Stored data entries

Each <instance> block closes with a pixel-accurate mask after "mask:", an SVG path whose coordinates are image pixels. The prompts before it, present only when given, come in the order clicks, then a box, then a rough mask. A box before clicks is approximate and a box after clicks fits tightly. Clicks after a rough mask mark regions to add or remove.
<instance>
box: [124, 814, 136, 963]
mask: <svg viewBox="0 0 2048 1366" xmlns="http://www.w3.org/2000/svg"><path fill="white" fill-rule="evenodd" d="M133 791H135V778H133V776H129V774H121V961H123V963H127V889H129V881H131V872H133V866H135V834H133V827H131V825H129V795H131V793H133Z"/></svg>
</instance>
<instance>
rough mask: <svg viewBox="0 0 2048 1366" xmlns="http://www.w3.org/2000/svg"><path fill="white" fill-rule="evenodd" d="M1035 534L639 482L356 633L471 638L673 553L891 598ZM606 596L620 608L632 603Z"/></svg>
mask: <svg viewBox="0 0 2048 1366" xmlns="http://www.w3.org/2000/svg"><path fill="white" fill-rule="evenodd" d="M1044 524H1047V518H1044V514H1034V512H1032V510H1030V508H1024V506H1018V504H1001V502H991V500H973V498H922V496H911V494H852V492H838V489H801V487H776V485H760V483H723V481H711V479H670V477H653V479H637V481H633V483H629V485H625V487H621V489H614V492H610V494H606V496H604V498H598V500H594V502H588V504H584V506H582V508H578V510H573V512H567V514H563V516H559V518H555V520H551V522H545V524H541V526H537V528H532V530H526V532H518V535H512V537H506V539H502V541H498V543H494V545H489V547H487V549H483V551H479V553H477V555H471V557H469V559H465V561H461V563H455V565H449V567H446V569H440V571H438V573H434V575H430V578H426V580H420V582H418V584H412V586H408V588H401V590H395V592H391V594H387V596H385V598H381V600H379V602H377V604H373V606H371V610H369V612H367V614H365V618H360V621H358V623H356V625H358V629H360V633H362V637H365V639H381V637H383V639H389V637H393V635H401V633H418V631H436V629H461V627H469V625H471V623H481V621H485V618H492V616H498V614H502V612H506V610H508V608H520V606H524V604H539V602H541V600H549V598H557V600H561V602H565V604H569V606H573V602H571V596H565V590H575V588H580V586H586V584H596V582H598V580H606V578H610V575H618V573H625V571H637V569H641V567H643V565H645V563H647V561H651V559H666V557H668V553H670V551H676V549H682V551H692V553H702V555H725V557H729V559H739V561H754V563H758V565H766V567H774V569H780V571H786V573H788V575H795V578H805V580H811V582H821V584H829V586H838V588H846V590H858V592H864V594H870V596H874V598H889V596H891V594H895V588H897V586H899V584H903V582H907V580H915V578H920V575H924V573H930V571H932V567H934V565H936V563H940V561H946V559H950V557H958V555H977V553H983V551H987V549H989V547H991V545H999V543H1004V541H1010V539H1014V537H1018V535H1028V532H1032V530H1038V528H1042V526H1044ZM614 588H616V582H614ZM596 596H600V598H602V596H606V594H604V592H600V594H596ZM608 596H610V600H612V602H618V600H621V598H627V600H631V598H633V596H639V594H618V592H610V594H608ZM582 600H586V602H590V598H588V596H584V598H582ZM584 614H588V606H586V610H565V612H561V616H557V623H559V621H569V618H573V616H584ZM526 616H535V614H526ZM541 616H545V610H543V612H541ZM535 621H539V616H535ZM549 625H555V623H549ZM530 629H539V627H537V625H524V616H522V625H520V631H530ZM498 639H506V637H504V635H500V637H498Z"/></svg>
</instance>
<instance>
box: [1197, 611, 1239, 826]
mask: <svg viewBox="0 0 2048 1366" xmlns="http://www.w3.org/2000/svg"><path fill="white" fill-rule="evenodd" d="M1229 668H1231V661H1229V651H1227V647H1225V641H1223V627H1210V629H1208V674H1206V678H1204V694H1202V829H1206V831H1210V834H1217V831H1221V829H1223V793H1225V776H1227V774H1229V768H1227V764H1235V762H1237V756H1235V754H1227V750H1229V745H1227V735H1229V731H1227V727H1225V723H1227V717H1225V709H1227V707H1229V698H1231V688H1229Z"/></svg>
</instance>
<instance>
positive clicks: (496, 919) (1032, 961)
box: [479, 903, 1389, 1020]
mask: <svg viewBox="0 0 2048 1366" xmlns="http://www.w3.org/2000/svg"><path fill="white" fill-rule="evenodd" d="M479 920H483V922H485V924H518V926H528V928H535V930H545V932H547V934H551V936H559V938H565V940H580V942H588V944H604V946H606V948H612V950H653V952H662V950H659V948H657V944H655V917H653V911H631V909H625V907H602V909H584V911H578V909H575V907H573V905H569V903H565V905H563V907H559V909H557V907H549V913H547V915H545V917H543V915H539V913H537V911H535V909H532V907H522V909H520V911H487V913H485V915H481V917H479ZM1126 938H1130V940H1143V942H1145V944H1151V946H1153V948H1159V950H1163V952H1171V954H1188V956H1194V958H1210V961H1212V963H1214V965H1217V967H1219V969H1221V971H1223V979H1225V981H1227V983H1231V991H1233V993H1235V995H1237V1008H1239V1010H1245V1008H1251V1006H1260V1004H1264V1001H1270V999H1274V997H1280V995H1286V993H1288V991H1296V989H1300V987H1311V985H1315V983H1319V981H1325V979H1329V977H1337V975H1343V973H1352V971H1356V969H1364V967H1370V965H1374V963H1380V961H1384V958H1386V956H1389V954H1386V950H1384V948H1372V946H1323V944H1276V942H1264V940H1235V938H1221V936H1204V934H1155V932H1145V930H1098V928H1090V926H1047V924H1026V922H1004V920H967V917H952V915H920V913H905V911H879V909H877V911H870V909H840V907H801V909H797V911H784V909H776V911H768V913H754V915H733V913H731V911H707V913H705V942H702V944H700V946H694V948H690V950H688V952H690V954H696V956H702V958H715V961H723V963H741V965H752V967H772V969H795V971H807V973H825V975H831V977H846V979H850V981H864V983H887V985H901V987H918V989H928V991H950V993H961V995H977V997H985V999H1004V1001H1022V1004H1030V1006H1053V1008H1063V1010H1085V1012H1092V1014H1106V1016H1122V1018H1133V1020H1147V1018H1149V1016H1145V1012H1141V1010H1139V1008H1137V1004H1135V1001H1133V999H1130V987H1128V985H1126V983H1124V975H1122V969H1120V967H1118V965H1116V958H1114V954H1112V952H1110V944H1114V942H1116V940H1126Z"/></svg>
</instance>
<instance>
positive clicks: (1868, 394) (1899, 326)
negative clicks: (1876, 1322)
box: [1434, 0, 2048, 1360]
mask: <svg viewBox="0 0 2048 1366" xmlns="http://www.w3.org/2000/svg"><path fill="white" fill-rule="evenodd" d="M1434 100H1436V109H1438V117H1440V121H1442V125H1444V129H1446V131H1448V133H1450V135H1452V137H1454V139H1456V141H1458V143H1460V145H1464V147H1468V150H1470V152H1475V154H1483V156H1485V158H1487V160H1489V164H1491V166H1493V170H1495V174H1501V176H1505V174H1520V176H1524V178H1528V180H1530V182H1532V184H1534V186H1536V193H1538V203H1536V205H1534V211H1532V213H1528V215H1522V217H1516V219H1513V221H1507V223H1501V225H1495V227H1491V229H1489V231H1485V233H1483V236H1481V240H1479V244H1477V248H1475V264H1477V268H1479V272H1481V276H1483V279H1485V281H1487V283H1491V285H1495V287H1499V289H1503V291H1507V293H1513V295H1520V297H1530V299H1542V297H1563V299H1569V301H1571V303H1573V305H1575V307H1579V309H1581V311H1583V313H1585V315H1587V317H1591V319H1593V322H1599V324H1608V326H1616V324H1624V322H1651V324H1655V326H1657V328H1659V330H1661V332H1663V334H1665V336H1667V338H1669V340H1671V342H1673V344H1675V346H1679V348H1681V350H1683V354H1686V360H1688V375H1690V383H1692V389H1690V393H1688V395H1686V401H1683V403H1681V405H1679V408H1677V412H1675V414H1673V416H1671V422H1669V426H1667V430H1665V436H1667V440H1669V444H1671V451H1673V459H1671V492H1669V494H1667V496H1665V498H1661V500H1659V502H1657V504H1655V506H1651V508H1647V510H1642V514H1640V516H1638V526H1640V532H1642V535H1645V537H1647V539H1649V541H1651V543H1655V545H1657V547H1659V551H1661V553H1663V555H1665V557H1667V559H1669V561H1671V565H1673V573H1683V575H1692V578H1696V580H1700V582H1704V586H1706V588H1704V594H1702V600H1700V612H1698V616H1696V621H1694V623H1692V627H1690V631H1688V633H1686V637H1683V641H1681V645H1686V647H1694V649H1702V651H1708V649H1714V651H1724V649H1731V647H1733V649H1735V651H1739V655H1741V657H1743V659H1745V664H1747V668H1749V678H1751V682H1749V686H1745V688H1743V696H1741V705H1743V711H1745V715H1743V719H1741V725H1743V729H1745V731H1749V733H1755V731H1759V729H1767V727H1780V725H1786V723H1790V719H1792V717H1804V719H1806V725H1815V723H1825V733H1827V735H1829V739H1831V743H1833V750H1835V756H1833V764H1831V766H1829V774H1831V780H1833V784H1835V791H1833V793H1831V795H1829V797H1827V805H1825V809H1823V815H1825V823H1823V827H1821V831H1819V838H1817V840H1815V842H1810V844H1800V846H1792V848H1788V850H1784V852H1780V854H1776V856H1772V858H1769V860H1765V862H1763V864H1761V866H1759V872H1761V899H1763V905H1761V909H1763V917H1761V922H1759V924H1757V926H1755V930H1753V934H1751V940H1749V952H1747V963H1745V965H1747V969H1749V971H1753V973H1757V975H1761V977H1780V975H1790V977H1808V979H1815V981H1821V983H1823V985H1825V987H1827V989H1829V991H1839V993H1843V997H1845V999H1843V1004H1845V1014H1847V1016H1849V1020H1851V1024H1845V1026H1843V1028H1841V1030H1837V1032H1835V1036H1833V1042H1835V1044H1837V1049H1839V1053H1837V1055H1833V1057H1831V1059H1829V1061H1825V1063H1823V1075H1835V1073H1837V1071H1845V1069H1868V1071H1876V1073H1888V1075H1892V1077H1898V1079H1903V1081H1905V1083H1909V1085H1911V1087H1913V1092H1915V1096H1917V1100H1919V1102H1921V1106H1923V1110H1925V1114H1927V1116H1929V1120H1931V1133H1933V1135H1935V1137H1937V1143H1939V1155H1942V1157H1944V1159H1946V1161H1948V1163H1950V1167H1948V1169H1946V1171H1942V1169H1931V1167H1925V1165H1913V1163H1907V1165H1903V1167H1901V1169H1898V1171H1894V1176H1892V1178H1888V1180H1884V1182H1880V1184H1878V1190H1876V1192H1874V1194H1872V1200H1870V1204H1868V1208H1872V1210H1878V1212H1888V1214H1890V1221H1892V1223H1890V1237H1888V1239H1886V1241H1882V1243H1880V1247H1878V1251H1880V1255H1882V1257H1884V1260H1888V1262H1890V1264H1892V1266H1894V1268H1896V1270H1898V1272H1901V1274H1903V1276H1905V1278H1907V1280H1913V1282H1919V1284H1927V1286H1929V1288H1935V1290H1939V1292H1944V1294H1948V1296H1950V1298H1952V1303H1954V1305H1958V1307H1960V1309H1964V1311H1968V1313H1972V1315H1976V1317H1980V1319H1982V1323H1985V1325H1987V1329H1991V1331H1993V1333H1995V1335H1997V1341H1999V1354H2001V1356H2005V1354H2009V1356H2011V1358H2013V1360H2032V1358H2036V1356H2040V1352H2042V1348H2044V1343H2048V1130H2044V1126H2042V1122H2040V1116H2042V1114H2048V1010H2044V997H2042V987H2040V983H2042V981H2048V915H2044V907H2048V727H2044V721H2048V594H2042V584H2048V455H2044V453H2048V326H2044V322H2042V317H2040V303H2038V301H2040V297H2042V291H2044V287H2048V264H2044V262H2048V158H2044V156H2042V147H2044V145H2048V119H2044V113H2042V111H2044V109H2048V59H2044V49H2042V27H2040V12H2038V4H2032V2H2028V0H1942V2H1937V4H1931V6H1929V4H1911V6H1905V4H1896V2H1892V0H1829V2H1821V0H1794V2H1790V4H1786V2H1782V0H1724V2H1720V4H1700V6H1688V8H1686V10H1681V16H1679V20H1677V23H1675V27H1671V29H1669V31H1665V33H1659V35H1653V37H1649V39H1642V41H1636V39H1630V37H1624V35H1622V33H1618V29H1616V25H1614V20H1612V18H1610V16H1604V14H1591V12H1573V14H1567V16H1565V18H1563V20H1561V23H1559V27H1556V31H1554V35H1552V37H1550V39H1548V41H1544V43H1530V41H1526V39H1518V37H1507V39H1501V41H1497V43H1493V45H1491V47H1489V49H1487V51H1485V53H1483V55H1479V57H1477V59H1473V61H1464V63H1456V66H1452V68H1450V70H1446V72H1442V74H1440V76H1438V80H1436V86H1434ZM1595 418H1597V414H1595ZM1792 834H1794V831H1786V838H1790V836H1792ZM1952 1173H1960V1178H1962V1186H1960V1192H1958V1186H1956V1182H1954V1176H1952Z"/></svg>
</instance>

## WORK INSTRUCTION:
Pick out every line of the rows that contains the string "clicks" and copy each one. Treat uppercase and lowercase letters as different.

## ANSWER BOX:
Each <instance> block closes with a pixel-accurate mask after "mask:", an SVG path whose coordinates are image pixels. The prompts before it, present only when given, come in the order clicks, then a box, then a rough mask. A box before clicks is approximate and a box after clicks fits tightly. Clicks after a rough mask mark regions to add or remove.
positive clicks: (496, 919) (1032, 961)
positive clicks: (1868, 394) (1899, 326)
negative clicks: (1876, 1322)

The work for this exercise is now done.